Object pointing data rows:
================================

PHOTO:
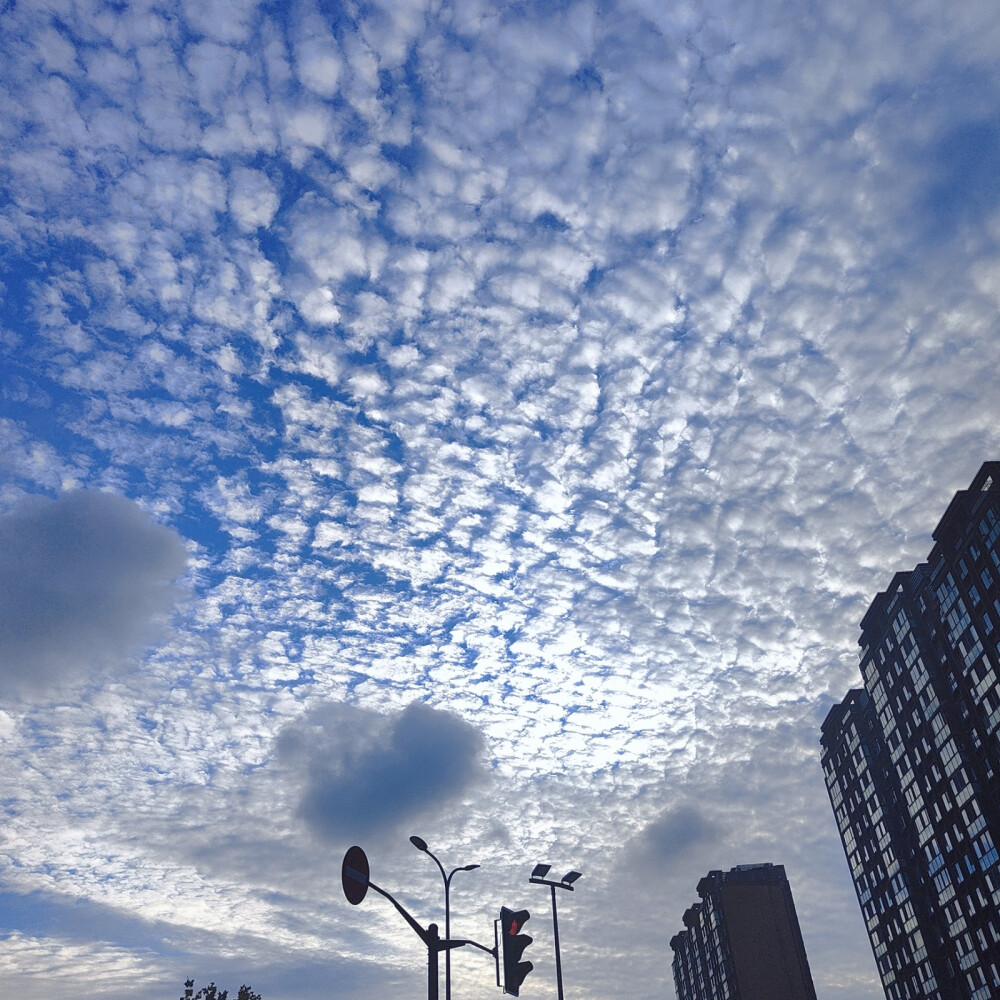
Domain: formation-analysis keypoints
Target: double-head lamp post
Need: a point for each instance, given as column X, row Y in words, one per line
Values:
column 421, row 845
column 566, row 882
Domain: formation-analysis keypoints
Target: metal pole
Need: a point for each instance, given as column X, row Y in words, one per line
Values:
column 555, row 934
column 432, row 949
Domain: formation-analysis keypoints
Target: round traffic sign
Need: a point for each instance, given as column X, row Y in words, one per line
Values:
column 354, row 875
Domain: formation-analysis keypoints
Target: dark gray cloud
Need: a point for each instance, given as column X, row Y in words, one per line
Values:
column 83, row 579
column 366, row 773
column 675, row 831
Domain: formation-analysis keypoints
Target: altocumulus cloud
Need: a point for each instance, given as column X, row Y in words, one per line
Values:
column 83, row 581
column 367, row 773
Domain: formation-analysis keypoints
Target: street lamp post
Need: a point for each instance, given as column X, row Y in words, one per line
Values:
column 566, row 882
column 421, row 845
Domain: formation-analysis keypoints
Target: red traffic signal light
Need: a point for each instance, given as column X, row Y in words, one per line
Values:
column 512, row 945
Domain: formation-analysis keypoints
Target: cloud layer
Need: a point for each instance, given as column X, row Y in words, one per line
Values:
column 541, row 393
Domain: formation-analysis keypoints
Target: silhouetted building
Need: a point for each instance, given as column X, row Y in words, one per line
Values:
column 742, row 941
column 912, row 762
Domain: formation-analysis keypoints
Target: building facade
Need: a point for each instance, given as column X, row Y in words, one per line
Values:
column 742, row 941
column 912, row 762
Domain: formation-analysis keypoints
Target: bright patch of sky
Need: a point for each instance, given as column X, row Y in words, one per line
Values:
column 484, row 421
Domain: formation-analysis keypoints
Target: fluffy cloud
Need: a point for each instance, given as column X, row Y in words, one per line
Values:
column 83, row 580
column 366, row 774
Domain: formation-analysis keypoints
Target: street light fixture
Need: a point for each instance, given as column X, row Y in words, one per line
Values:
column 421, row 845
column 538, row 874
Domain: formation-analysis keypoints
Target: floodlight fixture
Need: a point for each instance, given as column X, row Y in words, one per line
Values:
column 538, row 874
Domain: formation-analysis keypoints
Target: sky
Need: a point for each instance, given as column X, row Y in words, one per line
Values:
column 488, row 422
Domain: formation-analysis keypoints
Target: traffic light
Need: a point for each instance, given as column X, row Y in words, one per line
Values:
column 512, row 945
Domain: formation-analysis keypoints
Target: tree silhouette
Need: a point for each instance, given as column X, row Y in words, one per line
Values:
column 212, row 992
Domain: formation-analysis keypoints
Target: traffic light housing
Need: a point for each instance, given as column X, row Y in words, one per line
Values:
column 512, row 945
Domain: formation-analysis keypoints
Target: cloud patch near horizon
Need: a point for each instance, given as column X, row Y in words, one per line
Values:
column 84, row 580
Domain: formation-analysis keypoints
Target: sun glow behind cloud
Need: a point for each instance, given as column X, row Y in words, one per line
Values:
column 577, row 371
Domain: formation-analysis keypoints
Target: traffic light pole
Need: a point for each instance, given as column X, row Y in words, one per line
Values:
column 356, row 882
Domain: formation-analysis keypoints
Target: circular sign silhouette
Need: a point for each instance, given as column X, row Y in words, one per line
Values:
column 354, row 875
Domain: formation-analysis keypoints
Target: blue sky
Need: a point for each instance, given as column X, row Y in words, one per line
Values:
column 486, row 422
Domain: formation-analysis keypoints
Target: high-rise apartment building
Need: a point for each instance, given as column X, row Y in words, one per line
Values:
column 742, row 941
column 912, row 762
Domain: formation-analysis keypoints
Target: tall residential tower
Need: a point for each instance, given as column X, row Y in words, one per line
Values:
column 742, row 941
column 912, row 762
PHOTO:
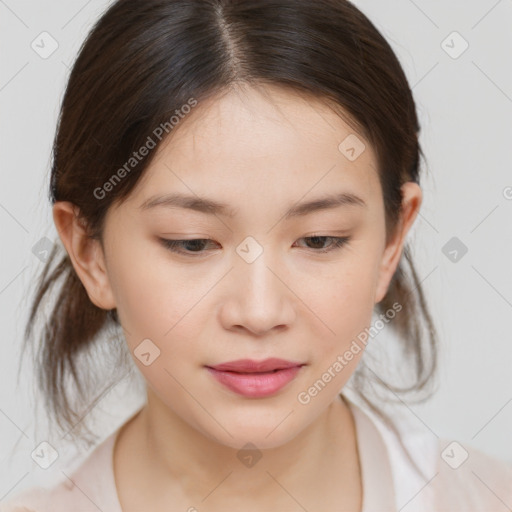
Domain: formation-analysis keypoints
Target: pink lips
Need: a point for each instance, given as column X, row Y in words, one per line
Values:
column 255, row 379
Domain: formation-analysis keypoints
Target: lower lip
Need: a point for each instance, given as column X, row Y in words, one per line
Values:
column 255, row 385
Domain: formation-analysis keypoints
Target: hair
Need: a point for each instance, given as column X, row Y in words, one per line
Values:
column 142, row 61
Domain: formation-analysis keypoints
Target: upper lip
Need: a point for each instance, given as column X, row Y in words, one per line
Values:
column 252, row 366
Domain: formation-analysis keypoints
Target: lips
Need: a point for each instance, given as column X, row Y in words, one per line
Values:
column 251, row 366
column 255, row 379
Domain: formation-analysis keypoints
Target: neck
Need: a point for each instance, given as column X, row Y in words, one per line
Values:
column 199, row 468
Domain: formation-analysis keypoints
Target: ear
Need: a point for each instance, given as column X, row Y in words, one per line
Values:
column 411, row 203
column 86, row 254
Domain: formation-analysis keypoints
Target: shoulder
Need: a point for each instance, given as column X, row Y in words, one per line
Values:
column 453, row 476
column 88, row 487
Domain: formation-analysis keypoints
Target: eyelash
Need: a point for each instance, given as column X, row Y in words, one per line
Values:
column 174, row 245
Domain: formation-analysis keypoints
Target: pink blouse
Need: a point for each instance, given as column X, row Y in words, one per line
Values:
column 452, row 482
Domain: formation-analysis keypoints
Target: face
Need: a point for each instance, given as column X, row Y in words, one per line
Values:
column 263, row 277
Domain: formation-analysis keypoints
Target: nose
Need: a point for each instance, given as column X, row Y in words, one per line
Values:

================================

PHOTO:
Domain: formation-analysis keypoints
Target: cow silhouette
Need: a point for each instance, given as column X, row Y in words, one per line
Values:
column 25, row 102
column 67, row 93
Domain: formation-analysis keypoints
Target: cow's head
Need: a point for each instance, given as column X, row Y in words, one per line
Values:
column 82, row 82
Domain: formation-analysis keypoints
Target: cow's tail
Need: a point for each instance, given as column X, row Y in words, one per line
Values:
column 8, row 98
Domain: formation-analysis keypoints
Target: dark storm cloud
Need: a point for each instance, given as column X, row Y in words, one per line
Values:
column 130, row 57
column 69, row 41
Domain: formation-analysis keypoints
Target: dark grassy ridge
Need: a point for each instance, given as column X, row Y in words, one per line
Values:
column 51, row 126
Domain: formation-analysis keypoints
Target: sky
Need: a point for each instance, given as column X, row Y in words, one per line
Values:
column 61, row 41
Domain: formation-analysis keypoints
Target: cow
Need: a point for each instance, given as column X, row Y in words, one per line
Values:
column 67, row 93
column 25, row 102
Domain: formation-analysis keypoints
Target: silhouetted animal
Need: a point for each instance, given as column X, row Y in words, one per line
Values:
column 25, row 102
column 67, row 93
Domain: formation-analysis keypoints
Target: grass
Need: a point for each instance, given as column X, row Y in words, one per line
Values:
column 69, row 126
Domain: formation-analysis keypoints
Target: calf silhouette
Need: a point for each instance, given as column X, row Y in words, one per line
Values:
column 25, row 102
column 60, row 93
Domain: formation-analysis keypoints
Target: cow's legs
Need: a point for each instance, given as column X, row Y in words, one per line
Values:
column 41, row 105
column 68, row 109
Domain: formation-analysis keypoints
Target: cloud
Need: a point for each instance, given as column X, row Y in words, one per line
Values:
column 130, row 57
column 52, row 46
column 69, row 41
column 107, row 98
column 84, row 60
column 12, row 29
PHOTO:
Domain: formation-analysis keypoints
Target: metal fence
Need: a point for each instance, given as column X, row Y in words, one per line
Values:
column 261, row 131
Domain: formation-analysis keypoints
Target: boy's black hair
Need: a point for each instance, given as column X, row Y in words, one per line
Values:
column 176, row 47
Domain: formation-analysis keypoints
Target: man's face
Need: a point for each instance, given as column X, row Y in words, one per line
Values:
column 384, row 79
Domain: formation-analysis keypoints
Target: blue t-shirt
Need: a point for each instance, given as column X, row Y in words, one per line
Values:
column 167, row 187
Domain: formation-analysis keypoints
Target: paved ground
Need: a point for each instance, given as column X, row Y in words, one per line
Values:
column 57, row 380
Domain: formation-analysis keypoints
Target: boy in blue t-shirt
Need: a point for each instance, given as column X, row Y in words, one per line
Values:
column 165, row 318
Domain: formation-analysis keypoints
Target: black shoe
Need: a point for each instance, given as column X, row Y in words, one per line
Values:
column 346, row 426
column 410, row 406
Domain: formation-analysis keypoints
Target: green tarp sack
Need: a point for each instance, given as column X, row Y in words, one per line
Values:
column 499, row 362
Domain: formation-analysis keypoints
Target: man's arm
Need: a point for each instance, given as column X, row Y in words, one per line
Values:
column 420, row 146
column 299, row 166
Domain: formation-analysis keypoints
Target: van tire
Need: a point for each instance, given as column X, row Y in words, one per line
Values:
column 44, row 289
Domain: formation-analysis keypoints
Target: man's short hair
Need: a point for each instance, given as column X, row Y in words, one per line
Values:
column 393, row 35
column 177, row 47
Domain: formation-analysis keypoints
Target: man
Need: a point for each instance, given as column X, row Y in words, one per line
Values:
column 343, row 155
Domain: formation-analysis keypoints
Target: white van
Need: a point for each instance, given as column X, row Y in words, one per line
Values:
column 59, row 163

================================

Tally the lines in the data above that contain the string "building", treating uppercase and lowercase as different, and reply with only the number.

3